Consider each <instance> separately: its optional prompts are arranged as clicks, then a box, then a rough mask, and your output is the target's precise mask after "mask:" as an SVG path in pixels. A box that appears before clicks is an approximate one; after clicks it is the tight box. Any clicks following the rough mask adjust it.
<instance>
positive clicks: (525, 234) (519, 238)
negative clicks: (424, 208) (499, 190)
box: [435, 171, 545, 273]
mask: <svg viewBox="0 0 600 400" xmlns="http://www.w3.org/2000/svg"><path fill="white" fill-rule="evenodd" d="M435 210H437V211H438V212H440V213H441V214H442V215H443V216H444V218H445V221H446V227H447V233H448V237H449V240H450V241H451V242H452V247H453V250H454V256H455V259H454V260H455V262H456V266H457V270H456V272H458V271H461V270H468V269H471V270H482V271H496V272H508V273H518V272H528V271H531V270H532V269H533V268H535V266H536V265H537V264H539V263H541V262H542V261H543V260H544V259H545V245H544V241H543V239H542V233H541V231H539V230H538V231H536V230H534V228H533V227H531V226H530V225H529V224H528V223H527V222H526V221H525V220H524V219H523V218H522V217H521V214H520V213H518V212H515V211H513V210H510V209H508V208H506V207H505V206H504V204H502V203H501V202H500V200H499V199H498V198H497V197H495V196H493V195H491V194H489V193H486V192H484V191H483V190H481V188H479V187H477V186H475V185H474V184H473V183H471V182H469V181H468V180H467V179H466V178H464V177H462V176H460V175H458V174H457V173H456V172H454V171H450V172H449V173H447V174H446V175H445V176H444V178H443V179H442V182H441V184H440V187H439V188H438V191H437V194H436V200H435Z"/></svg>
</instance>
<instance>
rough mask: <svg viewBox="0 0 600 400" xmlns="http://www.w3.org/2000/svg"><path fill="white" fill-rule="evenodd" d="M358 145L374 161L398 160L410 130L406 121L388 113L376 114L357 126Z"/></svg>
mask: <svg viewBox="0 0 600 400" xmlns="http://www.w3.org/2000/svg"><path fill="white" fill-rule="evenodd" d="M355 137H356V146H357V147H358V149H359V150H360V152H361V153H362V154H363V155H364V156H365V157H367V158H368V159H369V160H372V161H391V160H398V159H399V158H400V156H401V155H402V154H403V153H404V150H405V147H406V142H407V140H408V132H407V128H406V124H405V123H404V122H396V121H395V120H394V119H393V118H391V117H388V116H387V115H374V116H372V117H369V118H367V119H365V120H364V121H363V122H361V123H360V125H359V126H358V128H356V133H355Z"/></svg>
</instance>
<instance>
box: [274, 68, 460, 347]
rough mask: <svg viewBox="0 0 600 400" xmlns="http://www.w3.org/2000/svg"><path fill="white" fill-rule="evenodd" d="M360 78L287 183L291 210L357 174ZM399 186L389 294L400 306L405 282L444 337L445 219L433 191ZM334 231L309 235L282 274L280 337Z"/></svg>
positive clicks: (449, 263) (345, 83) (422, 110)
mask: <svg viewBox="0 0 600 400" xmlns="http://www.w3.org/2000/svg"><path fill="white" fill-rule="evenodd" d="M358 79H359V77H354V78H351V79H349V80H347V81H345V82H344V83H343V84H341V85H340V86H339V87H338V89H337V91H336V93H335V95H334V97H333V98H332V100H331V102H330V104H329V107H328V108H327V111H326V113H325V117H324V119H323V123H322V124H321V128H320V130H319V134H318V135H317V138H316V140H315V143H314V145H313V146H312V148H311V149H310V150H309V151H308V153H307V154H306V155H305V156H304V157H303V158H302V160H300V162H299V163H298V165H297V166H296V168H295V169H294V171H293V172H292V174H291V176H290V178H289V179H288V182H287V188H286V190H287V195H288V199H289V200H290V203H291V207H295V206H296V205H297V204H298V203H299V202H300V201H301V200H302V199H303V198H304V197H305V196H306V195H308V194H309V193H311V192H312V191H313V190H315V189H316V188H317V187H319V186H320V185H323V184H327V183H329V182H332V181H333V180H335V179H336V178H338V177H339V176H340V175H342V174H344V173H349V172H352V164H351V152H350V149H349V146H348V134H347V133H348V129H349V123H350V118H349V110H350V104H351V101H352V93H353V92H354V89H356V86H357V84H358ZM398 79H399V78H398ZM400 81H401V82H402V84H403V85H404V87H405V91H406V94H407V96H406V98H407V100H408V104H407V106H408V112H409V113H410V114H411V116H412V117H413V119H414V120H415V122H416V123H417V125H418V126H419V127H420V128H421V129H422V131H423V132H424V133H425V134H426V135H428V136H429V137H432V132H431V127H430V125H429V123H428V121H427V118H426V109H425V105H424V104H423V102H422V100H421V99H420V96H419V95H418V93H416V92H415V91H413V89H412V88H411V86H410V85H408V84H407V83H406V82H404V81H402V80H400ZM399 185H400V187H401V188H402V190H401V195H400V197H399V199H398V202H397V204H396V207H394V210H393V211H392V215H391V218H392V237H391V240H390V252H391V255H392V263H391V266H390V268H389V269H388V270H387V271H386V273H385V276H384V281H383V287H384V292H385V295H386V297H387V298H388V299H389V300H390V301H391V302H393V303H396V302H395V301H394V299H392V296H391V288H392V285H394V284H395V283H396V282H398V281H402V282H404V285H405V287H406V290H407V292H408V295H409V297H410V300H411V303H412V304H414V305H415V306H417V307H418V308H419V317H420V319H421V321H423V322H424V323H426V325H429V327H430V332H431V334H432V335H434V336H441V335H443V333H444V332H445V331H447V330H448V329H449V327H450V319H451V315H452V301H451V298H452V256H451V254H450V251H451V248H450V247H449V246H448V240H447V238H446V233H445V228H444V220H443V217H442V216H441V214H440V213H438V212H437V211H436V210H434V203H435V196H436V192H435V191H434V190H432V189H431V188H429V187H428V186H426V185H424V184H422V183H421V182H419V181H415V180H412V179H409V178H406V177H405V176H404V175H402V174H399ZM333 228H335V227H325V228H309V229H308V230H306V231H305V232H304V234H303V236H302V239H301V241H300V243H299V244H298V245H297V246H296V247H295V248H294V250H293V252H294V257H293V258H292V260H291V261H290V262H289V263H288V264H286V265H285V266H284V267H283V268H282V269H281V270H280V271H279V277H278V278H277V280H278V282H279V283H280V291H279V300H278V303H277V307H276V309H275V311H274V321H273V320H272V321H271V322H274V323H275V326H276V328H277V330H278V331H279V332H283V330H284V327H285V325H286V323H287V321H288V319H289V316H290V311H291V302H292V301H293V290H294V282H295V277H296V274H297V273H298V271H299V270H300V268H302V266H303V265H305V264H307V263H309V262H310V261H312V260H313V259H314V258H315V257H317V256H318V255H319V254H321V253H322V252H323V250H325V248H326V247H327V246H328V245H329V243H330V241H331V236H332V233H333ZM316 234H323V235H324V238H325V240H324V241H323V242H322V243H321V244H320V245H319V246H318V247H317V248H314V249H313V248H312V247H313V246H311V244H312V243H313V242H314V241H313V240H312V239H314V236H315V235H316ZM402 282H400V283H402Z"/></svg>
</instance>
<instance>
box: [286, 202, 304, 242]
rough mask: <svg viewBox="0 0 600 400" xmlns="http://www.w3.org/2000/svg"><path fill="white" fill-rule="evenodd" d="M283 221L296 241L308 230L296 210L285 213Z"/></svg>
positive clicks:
§
What the task requires:
Print the material from its first line down to the line containing "box: [435, 171, 545, 273]", both included, reproducing every line character for character.

Output for this exercise:
Consider each <instance> separately: its optional prompts are arranged as clicks, then a box, then a rough mask, and your output is the target's precise mask after "mask:" as an SVG path in pixels. A box that appears before clicks is an approximate one; after clicks it is the tight box. Any clicks following the rough mask adjust it.
<instance>
positive clicks: (525, 234) (519, 238)
negative clicks: (424, 208) (499, 190)
box: [435, 171, 545, 273]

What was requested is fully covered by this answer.